Stored data |
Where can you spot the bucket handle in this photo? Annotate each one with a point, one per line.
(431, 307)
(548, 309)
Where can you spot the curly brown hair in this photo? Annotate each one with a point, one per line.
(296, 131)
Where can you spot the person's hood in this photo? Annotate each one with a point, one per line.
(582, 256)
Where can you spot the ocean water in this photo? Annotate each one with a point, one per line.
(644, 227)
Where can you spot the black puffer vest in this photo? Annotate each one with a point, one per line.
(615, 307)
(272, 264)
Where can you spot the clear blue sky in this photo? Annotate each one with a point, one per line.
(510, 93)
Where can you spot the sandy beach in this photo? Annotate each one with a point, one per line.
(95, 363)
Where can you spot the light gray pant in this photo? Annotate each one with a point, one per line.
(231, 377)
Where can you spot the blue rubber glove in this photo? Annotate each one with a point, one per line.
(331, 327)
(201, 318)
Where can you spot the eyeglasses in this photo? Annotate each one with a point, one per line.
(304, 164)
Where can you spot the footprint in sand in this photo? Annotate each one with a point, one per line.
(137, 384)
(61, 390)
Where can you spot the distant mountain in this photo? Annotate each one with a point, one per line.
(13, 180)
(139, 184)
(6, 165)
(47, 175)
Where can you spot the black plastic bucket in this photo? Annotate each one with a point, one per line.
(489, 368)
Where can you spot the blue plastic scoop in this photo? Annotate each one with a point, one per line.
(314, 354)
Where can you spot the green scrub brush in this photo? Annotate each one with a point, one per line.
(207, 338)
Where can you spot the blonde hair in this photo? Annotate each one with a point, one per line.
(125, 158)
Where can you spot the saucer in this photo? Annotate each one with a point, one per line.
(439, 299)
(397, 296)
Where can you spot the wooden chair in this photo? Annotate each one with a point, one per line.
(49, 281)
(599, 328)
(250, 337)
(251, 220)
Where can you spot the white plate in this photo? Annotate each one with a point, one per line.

What you are asked to do | Reproduce all of the records above word for word.

Expected output |
Where can you spot the bucket handle in this photo? Annotate each one with a point, one per line.
(431, 307)
(548, 309)
Where can you spot the curly brown hair in this photo? Annotate each one with a point, one per line.
(296, 131)
Where can you spot the person's hood in this photo? Annotate each one with a point, one per line.
(582, 256)
Where can you spot the ocean water in this photo? Annotate each one with a point, one per line.
(644, 227)
Where can you spot the black puffer vest in this photo? Annotate each one with a point, one per line.
(615, 307)
(272, 264)
Where can you spot the clear blue sky in this photo? Annotate each one with a point, one per line.
(510, 93)
Where can you spot the sandy beach in this photo? Annotate each one with a point, one per line.
(95, 363)
Where can you spot the light gray pant in this photo? Annotate each one with a point, one per line.
(231, 377)
Where can you spot the blue rubber glove in this photo? Annotate each one with a point, one per line.
(331, 327)
(201, 318)
Where can you spot the eyeglasses in this photo? Annotate each one with a point, one per line.
(304, 164)
Where can you spot the footprint in sand in this photo? Annotate each one with a point, one per line.
(137, 384)
(61, 390)
Where can you spot the distant mountain in this photo? Annotate each one with a point, one per line.
(13, 180)
(139, 184)
(6, 165)
(47, 175)
Where can you spot the black plastic bucket in this photo? Annotate each one with a point, one per line.
(489, 368)
Where can you spot the blue plastic scoop in this photo? Annotate each one with a point, one per line.
(314, 354)
Where can you spot the green scrub brush in this photo? Annotate each one with a point, one per line.
(207, 338)
Where can you spot the blonde hair in this photo? Annotate each one with a point, one per line.
(125, 158)
Where can you spot the saucer in this photo? Annotate each one with a point, one per line.
(439, 299)
(397, 296)
Where can you spot the wooden chair in this photo? Annotate each one with a point, one per line.
(49, 281)
(599, 328)
(250, 337)
(251, 220)
Where can you spot the white plate in this photo? Annotate each one with a point, one per line.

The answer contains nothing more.